▶ Exercise 1: Decide whether each statement agrees with the staffing contract article below, answering yes or no and quoting the deciding words: (a) the union spokesperson said the union had input on the contract; (b) health-care spending made up more than 37 per cent of the last provincial budget; (c) the contract is set to conclude in September 2026.
▶ Exercise 2: Reproduce everything in the staffing contract article from "Opposition House leader" down to "in a statement.".
[Opening Quoted passage section]
CBC News asked the Registered Nurses' Union if, in fact, Forward did support the contract. A spokesperson said the union "did not see or have any input on a contract. What we have been doing is pushing for government to move to acuity-based staffing."

A statement from the union went on to say: "The current staffing model for nursing is not meeting the needs of patients and results in chronic understaffing, excessive overtime and burnout among registered nurses."

It also said the union supports "staffing based on the real time needs of patients, not the number of beds or allocated budget," and added its executive will be "monitoring the rollout of the new system and remain hopeful that it will improve workloads, better align staffing to meet patient needs, and improve scheduling and patient flow."

Haggie, meanwhile, challenged those who see this as a roundabout way of making cuts.

"They are mistaken," he said.

"The motivation behind this was to match better the needs of patients and meet them, also with the needs of our workforce. We have heard how hard people have worked during the pandemic, this tool will help make their life easier."

PCs, NDP slam the contract

Opposition House leader David Brazil says the financial incentives in the deal are a non-starter for him.

"I have a real problem with that. I would think the people in Newfoundland and Labrador would have a problem with that. And I would think the health-care professionals would first be asking, 'Why not engage with us?'" he told CBC News on Tuesday.

"Taking a company that looks at a software package to decide how we better access health care, and the particular needs, to me is not the best solution."

While the contract was part of a competitive public tender process, NDP Leader Alison Coffin asked why there has been no information about it, until now.

"If this was good news for our hospitals, clinics, and long-term care homes, you can bet the Liberals wouldn't have kept this a secret," said Coffin in a statement.

Dire need for savings

It's no secret Newfoundland and Labrador has a money problem.

With a net debt of $16 billion, the province is close to insolvency, and the prospect of cuts to many sectors looms as a distinct possibility. Health-care spending, comprising more than 37 per cent of the last provincial budget, is a target.

The economic task force was scheduled to deliver an interim report on Sunday with potential recommendations for change, before announcing on Saturday it would miss that deadline by up to six weeks.

Under those harsh realities — complicated further by the pandemic and the provincial election — Hillier said hiring Change Healthcare still isn't the right move.

While overtime and sick leave may be a spending issue, she said a larger problem is not having enough staff in the first place, particularly in long-term care, causing people to rack up overtime to get the job done. She said the province needs to instead train and hire more workers to drive overtime costs down.

"To increase the workload on our members is just crazy. It can't be done," she said.

The contract states the Health Sciences Centre in St. John's will be the pilot site for the new system before it expands to the rest of the province.
The contract states the Health Sciences Centre in St. John's will be the pilot site for the new system before it expands to the rest of the province.(CBC)

She also said any cuts will have a clear impact on patients, causing service reductions and longer wait times. The deal hasn't been brought to union members' attention yet, she said, in part because it took six weeks after CUPE-NL found out about it to even get a copy of the contract to peruse.

With the contract signed months ago, the project is now well into the first of three phases. The goal is to begin implementing the plan by September, starting at the Health Sciences Centre in St. John's.

The program will then roll out through the rest of the health authorities' acute-care facilities, including hospitals and long-term care homes throughout the province, with the contract set to conclude in September 2026, with an option to renew the contract after that point.
[Closing Quoted passage section]
[Opening Provided material section]
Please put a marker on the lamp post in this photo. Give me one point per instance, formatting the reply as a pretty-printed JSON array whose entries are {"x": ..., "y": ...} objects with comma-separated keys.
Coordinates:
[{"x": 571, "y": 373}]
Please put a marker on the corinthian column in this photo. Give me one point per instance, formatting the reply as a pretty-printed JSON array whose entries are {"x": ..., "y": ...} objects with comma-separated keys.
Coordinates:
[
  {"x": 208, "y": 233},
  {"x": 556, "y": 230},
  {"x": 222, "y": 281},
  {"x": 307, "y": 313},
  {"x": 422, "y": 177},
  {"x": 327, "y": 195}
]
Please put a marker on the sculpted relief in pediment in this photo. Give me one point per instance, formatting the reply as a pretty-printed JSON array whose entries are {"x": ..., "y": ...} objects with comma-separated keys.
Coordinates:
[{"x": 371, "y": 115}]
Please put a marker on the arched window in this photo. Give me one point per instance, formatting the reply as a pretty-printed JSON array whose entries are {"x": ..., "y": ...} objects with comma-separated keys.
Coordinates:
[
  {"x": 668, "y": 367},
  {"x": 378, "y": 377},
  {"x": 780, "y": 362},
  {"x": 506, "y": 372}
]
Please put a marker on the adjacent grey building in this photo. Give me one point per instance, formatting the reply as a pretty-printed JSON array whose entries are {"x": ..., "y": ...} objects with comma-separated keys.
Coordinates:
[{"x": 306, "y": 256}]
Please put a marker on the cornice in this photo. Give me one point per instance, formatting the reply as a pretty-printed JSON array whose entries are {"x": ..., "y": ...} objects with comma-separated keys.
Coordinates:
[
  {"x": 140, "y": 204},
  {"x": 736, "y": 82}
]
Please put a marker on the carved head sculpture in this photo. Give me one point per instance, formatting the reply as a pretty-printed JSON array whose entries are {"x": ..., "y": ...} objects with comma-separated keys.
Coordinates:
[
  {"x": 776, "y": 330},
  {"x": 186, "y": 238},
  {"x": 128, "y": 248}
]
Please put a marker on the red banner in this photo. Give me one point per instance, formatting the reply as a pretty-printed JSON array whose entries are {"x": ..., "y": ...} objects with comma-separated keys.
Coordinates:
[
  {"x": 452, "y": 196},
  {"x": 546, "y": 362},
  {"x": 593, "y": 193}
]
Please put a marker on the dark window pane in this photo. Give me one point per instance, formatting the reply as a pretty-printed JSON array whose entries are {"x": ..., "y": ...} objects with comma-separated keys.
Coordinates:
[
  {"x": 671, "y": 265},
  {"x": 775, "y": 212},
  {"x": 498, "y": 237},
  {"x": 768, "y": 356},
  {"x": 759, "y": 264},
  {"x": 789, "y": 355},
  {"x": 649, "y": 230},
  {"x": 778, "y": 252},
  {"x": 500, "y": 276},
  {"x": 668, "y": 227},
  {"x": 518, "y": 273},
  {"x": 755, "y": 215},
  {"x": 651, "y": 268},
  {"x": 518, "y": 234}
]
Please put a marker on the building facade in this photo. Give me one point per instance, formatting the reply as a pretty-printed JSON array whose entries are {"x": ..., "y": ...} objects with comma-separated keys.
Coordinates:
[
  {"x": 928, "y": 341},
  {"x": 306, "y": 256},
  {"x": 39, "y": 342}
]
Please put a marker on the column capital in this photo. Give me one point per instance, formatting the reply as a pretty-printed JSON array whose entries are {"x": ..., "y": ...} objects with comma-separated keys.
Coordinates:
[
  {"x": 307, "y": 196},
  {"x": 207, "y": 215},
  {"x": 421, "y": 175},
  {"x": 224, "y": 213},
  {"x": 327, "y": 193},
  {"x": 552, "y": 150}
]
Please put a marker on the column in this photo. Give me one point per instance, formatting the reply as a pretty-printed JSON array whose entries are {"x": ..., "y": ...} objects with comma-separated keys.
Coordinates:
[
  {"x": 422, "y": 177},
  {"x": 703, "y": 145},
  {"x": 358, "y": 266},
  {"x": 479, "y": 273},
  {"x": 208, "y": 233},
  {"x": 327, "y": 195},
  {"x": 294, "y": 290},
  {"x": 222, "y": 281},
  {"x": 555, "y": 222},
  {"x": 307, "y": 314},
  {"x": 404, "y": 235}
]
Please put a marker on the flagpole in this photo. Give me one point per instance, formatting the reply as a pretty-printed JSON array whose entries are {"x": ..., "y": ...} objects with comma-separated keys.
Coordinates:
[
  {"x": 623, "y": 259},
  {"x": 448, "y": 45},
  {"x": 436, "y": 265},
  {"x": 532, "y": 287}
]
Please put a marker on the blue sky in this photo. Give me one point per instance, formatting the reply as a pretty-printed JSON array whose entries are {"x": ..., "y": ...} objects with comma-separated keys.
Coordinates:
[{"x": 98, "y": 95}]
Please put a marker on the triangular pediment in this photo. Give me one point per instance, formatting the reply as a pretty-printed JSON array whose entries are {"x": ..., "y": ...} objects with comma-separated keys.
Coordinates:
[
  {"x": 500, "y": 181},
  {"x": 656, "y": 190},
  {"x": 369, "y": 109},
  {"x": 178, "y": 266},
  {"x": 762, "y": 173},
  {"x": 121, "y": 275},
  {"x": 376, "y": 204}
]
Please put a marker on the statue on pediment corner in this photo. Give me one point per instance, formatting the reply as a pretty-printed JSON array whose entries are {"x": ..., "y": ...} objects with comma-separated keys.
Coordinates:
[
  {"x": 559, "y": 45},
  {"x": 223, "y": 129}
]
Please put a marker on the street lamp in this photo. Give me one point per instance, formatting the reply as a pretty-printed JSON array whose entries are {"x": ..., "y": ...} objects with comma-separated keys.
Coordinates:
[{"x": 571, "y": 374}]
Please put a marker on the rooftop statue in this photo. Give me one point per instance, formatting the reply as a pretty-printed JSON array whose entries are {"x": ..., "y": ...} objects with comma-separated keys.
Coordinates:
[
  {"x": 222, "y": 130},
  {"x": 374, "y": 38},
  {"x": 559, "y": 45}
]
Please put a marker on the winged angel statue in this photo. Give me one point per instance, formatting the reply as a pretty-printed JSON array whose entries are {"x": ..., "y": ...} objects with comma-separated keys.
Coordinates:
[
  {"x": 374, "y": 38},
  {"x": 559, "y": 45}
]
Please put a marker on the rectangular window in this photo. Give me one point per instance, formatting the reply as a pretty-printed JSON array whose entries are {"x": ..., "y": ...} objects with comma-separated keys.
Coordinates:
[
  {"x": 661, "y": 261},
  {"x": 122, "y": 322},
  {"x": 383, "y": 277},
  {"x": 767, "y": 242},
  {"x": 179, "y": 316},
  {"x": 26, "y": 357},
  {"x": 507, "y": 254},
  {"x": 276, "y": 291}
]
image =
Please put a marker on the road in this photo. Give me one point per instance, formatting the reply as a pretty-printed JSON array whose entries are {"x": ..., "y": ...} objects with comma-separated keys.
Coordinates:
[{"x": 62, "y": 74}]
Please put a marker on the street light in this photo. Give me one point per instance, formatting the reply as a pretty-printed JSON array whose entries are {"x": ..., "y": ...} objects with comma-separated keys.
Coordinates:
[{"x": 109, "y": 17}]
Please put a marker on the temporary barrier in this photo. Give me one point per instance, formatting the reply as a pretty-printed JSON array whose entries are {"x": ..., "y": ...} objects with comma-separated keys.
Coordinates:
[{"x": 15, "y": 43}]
[Closing Provided material section]
▶ Task output 1:
(a) No: "did not see or have any input on a contract"
(b) Yes: "Health-care spending, comprising more than 37 per cent of the last provincial budget, is a target."
(c) Yes: "with the contract set to conclude in September 2026"

▶ Task output 2:
Opposition House leader David Brazil says the financial incentives in the deal are a non-starter for him.

"I have a real problem with that. I would think the people in Newfoundland and Labrador would have a problem with that. And I would think the health-care professionals would first be asking, 'Why not engage with us?'" he told CBC News on Tuesday.

"Taking a company that looks at a software package to decide how we better access health care, and the particular needs, to me is not the best solution."

While the contract was part of a competitive public tender process, NDP Leader Alison Coffin asked why there has been no information about it, until now.

"If this was good news for our hospitals, clinics, and long-term care homes, you can bet the Liberals wouldn't have kept this a secret," said Coffin in a statement.